**Stated exercise**.
Please list every line below that contains the word "instance", copying each one in full.

**Material for this task**.
- - -

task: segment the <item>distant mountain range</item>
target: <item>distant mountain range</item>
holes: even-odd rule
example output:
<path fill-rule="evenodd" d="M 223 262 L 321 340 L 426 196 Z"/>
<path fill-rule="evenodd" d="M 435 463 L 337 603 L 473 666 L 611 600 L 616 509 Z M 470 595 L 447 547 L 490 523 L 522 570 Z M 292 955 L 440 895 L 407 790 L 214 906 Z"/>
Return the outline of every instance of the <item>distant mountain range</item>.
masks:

- - -

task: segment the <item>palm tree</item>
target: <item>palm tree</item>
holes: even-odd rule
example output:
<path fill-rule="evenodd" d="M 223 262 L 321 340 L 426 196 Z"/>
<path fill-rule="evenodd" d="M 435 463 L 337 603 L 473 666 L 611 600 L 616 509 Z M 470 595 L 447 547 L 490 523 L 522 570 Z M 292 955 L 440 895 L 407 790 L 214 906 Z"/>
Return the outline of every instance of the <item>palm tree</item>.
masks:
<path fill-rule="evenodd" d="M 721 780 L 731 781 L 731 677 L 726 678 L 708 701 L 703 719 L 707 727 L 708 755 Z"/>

- - -

**Answer to the task**.
Return the outline of every instance of the <item>distant mountain range</item>.
Return the outline of every instance of the <item>palm tree</item>.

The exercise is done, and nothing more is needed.